AIM OF THE TASK => Filter the entries below down to the lines that hold "dark".

DATA IN THIS EXERCISE =>
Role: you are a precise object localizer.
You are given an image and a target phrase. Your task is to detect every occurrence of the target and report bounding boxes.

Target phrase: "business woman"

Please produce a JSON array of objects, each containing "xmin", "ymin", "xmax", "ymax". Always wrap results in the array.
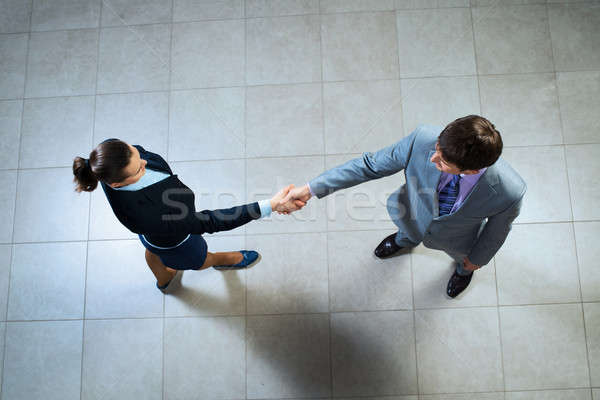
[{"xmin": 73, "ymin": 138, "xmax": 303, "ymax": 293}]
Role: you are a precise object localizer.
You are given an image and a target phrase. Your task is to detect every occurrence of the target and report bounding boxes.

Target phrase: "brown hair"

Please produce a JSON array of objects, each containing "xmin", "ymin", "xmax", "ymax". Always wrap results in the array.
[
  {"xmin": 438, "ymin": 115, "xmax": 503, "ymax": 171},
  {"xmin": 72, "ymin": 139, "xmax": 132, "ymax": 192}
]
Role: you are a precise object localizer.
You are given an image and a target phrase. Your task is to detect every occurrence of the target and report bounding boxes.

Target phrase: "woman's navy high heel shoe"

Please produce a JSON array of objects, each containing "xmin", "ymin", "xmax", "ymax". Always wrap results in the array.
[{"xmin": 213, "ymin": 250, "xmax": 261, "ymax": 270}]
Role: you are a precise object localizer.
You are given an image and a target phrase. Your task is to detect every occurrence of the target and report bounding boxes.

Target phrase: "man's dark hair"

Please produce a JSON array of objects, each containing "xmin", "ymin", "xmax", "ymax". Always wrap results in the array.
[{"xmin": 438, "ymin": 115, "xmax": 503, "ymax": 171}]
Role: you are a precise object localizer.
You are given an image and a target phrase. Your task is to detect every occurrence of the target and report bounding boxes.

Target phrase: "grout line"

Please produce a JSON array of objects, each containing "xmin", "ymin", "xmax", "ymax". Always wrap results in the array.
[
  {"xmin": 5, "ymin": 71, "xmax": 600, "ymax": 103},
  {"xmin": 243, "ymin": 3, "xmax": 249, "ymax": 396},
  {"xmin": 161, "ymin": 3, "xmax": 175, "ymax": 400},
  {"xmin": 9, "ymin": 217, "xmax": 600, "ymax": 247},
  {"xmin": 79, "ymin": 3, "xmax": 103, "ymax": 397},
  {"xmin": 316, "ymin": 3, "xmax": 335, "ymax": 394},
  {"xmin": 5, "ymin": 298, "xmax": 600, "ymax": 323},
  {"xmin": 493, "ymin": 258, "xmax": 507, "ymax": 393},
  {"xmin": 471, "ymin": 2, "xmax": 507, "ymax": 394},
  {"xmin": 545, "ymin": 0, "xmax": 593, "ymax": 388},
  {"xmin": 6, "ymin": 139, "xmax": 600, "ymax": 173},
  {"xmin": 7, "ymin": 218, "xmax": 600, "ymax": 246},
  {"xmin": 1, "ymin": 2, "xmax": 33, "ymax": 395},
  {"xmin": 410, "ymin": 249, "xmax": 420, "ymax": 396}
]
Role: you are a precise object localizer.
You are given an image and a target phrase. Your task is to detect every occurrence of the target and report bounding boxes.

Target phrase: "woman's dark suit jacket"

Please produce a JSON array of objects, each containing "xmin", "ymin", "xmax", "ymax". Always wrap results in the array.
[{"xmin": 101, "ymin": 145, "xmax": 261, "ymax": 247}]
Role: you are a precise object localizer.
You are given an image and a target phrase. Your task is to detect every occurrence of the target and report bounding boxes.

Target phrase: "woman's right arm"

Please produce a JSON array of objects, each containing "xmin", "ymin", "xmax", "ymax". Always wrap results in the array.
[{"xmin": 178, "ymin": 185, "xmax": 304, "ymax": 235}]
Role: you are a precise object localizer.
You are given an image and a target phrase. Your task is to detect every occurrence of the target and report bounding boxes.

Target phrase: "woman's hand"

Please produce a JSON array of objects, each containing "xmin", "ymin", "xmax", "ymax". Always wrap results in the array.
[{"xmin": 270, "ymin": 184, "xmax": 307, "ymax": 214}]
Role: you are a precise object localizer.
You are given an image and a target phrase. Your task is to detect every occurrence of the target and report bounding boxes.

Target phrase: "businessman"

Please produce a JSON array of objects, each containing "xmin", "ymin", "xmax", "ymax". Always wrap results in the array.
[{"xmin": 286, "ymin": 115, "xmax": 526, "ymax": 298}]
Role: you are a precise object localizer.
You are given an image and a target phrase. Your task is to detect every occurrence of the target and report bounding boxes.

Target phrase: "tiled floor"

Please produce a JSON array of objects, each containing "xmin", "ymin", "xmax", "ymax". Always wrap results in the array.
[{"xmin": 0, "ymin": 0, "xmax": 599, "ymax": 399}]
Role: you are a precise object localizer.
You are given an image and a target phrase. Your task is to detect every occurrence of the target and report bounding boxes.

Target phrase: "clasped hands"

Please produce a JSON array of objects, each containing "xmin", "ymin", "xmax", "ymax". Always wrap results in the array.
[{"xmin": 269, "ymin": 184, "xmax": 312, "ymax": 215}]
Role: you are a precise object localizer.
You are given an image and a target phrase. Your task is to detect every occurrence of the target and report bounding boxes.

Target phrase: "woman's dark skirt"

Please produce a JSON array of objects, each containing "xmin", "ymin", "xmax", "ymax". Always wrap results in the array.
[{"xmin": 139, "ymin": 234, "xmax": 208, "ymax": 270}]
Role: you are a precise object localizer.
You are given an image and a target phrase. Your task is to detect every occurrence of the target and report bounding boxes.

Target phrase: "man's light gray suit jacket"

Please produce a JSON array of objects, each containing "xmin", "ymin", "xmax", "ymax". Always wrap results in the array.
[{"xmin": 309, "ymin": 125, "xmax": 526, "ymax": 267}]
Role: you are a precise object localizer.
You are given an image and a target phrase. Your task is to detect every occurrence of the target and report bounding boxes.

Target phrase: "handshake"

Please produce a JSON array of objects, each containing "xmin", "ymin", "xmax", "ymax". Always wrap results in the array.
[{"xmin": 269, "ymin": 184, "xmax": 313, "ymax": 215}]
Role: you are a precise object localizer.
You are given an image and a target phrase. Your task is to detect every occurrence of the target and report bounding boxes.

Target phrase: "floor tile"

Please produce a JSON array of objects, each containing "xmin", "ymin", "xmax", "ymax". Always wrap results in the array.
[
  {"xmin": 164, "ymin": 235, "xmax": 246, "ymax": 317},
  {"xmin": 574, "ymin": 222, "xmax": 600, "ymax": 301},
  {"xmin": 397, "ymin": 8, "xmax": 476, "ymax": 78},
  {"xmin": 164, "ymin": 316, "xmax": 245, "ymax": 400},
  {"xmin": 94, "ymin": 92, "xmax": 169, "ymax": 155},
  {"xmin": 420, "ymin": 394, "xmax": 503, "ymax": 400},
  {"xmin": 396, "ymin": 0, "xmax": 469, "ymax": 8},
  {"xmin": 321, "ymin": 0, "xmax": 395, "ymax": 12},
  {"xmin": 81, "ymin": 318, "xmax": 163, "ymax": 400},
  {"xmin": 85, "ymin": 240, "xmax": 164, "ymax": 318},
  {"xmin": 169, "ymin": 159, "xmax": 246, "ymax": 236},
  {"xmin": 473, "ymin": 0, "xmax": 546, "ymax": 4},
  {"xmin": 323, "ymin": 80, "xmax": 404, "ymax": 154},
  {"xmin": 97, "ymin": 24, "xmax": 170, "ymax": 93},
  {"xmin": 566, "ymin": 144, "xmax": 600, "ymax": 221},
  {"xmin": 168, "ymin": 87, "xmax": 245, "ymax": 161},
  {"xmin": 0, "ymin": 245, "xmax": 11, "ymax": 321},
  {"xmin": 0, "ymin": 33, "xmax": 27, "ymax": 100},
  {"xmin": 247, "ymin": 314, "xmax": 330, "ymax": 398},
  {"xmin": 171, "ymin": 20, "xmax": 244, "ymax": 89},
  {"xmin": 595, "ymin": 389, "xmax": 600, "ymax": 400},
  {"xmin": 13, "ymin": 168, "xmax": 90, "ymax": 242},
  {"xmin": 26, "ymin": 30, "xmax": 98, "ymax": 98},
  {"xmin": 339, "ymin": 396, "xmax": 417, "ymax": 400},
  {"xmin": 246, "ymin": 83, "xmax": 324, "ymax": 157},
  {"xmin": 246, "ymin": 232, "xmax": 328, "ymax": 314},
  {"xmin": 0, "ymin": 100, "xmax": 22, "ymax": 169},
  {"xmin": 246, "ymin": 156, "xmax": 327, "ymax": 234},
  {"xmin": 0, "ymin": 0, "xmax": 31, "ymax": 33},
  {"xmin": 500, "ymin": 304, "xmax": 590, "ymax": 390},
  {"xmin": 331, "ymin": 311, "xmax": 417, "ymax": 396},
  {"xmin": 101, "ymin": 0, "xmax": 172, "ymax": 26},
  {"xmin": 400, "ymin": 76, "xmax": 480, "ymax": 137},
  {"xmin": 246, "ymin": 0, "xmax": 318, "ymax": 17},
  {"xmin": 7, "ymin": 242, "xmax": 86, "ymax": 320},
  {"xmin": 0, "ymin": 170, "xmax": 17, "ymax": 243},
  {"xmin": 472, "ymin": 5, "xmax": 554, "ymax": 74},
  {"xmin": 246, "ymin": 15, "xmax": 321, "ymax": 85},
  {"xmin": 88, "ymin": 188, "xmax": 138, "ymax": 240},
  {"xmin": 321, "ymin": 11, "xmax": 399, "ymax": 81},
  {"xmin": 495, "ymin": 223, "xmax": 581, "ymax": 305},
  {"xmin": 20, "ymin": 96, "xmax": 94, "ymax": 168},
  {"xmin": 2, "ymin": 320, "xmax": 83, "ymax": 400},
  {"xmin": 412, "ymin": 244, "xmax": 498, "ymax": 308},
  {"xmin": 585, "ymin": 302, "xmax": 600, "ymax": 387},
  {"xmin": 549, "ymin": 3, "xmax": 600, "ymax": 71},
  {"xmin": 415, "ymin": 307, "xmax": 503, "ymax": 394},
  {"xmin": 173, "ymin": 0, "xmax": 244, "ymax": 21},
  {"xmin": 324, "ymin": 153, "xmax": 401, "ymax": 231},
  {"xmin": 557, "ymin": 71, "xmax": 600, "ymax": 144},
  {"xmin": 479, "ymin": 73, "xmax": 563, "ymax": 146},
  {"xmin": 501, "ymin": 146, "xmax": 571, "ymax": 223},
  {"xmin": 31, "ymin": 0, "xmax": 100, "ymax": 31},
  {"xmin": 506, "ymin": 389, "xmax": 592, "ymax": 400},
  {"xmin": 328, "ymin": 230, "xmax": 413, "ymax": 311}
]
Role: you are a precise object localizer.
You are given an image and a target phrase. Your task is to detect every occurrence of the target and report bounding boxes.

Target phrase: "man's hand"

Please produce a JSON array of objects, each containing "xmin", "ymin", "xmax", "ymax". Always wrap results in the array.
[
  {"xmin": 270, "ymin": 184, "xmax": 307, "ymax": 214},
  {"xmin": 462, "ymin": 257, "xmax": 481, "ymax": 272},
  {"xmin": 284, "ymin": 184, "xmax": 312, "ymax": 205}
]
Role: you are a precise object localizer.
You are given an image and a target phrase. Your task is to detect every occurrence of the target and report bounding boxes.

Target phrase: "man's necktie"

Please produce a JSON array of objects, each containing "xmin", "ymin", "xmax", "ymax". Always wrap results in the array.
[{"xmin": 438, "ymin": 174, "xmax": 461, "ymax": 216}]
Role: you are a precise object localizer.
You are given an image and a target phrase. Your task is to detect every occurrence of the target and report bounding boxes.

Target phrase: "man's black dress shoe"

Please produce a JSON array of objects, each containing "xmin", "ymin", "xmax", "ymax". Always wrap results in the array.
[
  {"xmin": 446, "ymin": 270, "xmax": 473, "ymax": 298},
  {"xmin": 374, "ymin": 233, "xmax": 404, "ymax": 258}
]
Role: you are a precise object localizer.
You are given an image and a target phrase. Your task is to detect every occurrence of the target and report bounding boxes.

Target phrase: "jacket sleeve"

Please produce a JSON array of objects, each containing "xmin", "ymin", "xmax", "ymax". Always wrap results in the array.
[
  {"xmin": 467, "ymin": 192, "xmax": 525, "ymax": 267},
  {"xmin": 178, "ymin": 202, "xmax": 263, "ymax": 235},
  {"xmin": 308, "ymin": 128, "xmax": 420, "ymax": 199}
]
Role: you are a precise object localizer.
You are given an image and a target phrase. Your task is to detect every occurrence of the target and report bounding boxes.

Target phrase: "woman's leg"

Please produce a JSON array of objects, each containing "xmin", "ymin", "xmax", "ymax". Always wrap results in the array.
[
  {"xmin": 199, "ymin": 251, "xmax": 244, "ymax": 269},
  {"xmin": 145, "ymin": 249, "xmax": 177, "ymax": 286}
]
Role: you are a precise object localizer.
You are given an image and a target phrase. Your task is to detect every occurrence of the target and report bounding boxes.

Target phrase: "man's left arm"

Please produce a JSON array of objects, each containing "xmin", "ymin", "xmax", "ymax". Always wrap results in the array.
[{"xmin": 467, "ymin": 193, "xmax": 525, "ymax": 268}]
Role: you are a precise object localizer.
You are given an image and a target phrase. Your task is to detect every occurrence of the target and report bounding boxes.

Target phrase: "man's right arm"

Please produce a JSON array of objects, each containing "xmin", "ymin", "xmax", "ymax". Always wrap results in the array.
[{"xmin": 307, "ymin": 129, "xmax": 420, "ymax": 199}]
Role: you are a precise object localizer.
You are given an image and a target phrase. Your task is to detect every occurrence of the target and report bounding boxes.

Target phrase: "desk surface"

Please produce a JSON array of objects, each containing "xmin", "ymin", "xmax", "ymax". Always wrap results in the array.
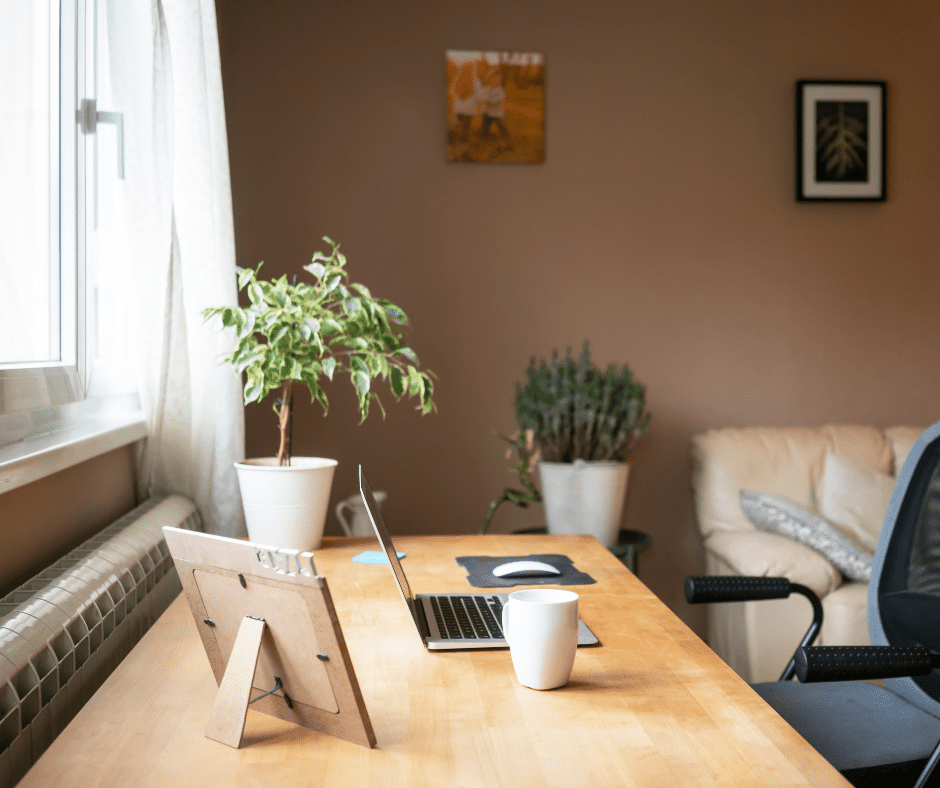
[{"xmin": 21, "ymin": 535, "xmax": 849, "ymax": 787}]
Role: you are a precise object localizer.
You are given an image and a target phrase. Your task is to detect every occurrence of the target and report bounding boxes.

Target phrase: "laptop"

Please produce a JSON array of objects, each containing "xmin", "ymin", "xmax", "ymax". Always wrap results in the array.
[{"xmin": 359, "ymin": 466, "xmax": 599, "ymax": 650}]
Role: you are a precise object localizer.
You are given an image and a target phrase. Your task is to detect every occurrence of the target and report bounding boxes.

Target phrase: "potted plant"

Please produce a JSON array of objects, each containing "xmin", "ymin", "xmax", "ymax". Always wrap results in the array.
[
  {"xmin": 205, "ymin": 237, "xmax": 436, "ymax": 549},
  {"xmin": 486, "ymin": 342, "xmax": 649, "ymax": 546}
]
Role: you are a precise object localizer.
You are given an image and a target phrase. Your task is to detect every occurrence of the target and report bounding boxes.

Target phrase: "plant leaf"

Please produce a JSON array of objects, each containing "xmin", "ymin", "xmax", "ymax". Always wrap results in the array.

RESPONSE BELOW =>
Target phrase: "man's dark hair"
Target phrase: "woman's dark suit jacket"
Target phrase: "woman's dark skirt"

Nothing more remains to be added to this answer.